— TASK PROMPT —
"Expected behaviour: for every instance of the black" appears in one line of the records below. Output that line and each one after it, exactly, through the last line.

---- SOURCE DATA

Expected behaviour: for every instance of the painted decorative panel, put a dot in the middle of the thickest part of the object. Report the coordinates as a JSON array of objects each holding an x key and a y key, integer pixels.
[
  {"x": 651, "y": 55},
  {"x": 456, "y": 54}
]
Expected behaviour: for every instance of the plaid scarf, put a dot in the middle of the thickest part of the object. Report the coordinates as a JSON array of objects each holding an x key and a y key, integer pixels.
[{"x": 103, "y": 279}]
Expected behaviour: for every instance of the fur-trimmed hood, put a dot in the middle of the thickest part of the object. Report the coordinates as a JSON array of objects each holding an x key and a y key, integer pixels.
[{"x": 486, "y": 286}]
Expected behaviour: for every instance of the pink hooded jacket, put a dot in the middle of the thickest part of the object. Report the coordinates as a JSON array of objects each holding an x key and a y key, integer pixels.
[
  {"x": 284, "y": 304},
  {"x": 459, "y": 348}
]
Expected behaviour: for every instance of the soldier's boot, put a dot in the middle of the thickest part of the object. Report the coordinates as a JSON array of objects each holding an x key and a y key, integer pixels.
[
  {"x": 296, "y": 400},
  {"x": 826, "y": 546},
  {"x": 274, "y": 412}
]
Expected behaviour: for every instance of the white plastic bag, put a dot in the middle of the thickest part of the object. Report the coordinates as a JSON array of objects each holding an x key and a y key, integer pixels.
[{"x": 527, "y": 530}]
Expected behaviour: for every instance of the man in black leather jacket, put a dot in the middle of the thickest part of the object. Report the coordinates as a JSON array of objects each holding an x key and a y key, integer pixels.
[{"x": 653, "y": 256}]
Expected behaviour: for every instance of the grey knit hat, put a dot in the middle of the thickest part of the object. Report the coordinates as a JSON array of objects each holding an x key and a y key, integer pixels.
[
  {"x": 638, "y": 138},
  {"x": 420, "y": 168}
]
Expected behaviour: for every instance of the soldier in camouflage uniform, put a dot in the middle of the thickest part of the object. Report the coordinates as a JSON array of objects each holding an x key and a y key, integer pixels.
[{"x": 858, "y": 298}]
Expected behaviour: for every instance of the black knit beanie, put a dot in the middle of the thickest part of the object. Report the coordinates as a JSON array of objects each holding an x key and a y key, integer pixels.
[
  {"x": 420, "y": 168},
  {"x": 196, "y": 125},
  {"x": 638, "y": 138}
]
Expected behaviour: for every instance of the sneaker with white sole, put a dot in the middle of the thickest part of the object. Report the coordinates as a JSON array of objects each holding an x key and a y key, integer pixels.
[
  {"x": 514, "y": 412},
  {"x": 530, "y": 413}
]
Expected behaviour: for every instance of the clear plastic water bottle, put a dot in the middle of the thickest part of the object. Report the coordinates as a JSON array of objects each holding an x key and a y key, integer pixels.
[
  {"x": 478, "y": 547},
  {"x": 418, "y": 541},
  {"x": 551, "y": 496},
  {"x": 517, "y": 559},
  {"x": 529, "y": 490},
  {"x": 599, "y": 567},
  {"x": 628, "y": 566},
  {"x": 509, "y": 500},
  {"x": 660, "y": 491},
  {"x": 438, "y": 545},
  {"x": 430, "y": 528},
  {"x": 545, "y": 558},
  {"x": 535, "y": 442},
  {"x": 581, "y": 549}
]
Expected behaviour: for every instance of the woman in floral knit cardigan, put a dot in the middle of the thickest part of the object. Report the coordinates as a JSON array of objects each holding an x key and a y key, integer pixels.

--------

— SOLUTION —
Expected behaviour: for every instance of the black knit beanie, put a dot in the middle of the thickest part of the object. Report the coordinates as a JSON array of objects each holding an x key and a y key, integer pixels.
[
  {"x": 420, "y": 168},
  {"x": 196, "y": 125},
  {"x": 638, "y": 138}
]
Expected behaviour: for every instance of the sneaker with white sole, put a dot in the middle of the thickest part of the object. Report the coordinates as a JSON array of objects each holding an x key and a y key, integer pixels.
[
  {"x": 514, "y": 412},
  {"x": 530, "y": 413}
]
Expected behaviour: for every instance of the clear plastic water bottle, put a dot in the middle of the thickest part of the object. Report the coordinates as a JSON array of objects each holding an x key and a y key, integer pixels.
[
  {"x": 478, "y": 547},
  {"x": 418, "y": 541},
  {"x": 551, "y": 496},
  {"x": 517, "y": 559},
  {"x": 529, "y": 490},
  {"x": 599, "y": 567},
  {"x": 628, "y": 566},
  {"x": 509, "y": 500},
  {"x": 660, "y": 491},
  {"x": 438, "y": 545},
  {"x": 430, "y": 528},
  {"x": 545, "y": 558},
  {"x": 535, "y": 442},
  {"x": 581, "y": 549}
]
Expected behaviour: for every instance of the woman in floral knit cardigan, put a dot in the middle of the thickest part of the object. Report the coordinates as a JSON array of objects each holding an x key and a y key, integer pixels.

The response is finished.